Start of Source document
I have and do travel alone fairly often. My wife only likes traveling if it’s somewhere she has never been to before, but I gave been trying to get her to go to Africa and she won’t budge. I even threatened to ask a former girlfriend to go along and she told me to go ahead and take her, but she wouldn’t be there when I came home. I told her, “Hmmm, let me think about that.” Needless to say, it did go well after that.


----------



## cdestroyer (Sep 5, 2021)

I think some of yalls got off on the path. travelling alone I think meant like in a car not on a plane. planes cover great distance in a short time unlike driving all day in a car....and I have driven many times alone ten hours at 65mph about 600 miles. boring.


----------



## Nosy Bee-54 (Sep 5, 2021)

cdestroyer said:


> *I think some of yalls got off on the path. travelling alone I think meant like in a car not on a plane. *planes cover great distance in a short time unlike driving all day in a car....and I have driven many times alone ten hours at 65mph about 600 miles. boring.


Oops! Oh! okay! Then no because I don't like road trips. Driving for hours looking at blacktop is not enjoyable. For me, it's planes and cruise ships.


----------



## PamfromTx (Sep 5, 2021)

The last time I travelled alone was in 2015... to my aunt's funeral in Corpus Christi.  It was a long trip and I almost fell asleep driving.  I suddenly felt the loose gravel underneath and knew I was swerving.     I stopped at an Exxon and drank a soda and just rested for a bit.


----------



## squatting dog (Sep 5, 2021)

Well  the last 3 trips I made this month alone were 1800 miles round trip each.  I was solo and not only that, each time I was pulling a trailer of some kind.    I tell you, I wouldn't know how to act if there wasn't some kind of trailer behind me. 
First trip was bringing the motor home and Suzuki down to Florida, while a friend followed my Trailblazer. Then, I drove the  back to Arkansas in the Blazer with a 16' enclosed trailer behind it. . Turned around in Ar. and drove the Dodge truck with another enclosed trailer behind it, Then, drove the Dodge back to Ar with a smaller enclosed trailer hooked to the back. Spun around and drove the Blazer back to Florida with the loader smaller trailer. 
Before I left Arkansas that time however, I loaded my backhoe on my huge trailer and delivered the backhoe to it's new owner. (didn't want to forget how to tow don't you know). 
Now, I can't be sure, but, I may have passed myself somewhere along the line.


----------



## J-Kat (Sep 5, 2021)

Quite often.  For the past ten or so years I have traveled alone (unless you count the dog) to my niece's home for Christmas which is a trip of almost 800 miles one way.  I stop about half way and stay in a motel.  I much prefer to drive since the only time I went by air it was a mess of delays, reschedules, etc. and I did not get to my destination until late Christmas day.  That's the last time I flew and don't plan to again unless I have no choice.  My neighbor is always worried about "a woman traveling alone" but it does not concern me.  I watch my surroundings and am careful about where I go and who I talk to.  I've never had a problem.  I'm thinking seriously of planning an Amtrak trip sometime next year if this crazy virus is under control.


----------



## Leann (Mar 21, 2022)

Heading out on a solo trip to Europe next week. There was a time when my job required frequent domestic and international travel so I became accustomed to traveling alone.
End of Source document
Start of Information shown
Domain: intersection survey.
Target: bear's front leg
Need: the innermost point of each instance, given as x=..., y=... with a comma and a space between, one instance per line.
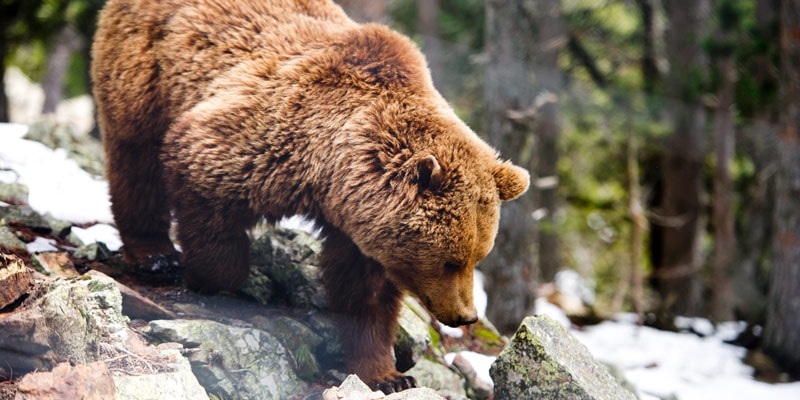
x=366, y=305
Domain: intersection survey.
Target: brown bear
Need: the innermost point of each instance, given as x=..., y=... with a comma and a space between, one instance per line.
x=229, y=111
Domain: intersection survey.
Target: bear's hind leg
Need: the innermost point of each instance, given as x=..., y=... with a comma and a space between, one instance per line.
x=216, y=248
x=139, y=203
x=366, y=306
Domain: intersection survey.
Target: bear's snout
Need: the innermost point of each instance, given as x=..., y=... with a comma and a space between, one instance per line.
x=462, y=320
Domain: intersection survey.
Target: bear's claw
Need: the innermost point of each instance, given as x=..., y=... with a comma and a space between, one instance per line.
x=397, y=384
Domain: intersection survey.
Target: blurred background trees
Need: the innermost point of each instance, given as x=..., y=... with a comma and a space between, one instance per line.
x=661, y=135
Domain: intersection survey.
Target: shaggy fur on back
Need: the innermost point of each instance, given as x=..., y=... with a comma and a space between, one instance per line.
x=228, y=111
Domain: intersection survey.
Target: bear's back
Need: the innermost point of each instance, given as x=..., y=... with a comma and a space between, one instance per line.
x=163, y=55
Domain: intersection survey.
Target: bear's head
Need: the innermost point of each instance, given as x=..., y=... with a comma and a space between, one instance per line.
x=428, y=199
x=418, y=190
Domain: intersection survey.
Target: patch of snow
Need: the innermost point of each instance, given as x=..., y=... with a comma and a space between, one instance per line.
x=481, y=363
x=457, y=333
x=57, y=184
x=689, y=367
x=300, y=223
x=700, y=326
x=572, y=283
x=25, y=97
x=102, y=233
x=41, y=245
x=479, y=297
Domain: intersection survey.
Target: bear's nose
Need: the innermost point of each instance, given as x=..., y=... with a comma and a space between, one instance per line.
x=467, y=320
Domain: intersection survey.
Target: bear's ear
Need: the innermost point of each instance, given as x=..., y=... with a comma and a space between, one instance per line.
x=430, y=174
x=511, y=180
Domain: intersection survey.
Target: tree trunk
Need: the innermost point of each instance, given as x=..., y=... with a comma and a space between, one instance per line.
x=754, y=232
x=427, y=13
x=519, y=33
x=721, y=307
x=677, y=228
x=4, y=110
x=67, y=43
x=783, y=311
End of Information shown
### [Exercise directions]
Extend the forum thread about traveling alone, starting right after its final sentence. The rows have nothing to do with the forum thread about traveling alone.

### [Your response]
----------



## Alligatorob (Mar 21, 2022)

Just got back from 10 days in Florida, fishing mostly.  I traveled alone, the wife doesn't go on fishing trips.  

However I did meet various friends and relatives, so not really all alone...


----------



## Gaer (Mar 21, 2022)

I always travel alone.  
When my 2nd husband was alive, we went places together and that was so much fun!
Otherwise, I've always been alone.


----------



## RFW (Mar 22, 2022)

I rarely travel alone. When I get an urge, I ask around. If no one wants to come with, I just don't go. They also have to be like-minded. A trip alone is a trip wasted, in my opinion. It's nice when someone has your back and you theirs. Especially when I get to places where I don't speak the language.


----------



## Alligatorob (Mar 22, 2022)

RFW said:


> It's nice when someone has your back and you theirs. Especially when I get to places where I don't speak the language.


I have traveled for business to many places where English was not the first language.  Most of the trips alone, I actually found that I enjoyed the challenge, met a few more people and learned a few more words than had I been with someone.  It was however intimidating at first, and not something I would have chosen to do, I just had to do it.


----------



## RFW (Mar 22, 2022)

Alligatorob said:


> I have traveled for business to many places where English was not the first language.  Most of the trips alone, I actually found that I enjoyed the challenge, met a few more people and learned a few more words than had I been with someone.  It was however intimidating at first, and not something I would have chosen to do, I just had to do it.


Certainly not me. I don't like to be challenged.


----------



## CinnamonSugar (Mar 25, 2022)

I love traveling by myself.  When I did travel nursing, I drove from Seattle back to GA via southwest to gulf coast. I was able to visit my sister and her husband for lunch in Arizona, and also got to go to my Daddy’s hometown in Louisiana (happened to be the day for their version of Marci Gras—great fun watching the parade and meeting ppl) and stopped off in  Monroeville, Alabama, the real-life town that was the setting for H Lee’s “To Kill a Mockingbird” (one of my all-time fave books).  

I enjoy planning but also being able to be flexible with my itinerary.

I love watching the different terrains in various states and describing them on my FB page.

Now traveling outside the US, (especially non-English -speaking counties) it would be a different story.


----------



## Timewise 60+ (Mar 25, 2022)

From 2000 until 2016 when I retired, I traveled internationally quite often for business purposes.  I traveled all over including Japan, China, Sweden, England, Germany, Argentina, Brazil, Mexico, etc. etc.   I was always on my own, although I met associates from our company in each place that I traveled.   I have very little opportunities to see the country, except in Japan.  I enjoyed the travel and the work, but I do not miss it now that I am retired.  I would like to share some of these places with my wife, but the world has been so messed up, that we have decided not to travel outside of the USA until things get much better.


----------



## Alligatorob (Mar 25, 2022)

My most memorable trip alone was to Budapest.  It was not long after the wall came down and things were in transitional chaos.  I arrived by train from Vienna and was greeted by a confusing mob at the station.  Fortunately the people I was going to meet with had someone there with a placard and my name on it.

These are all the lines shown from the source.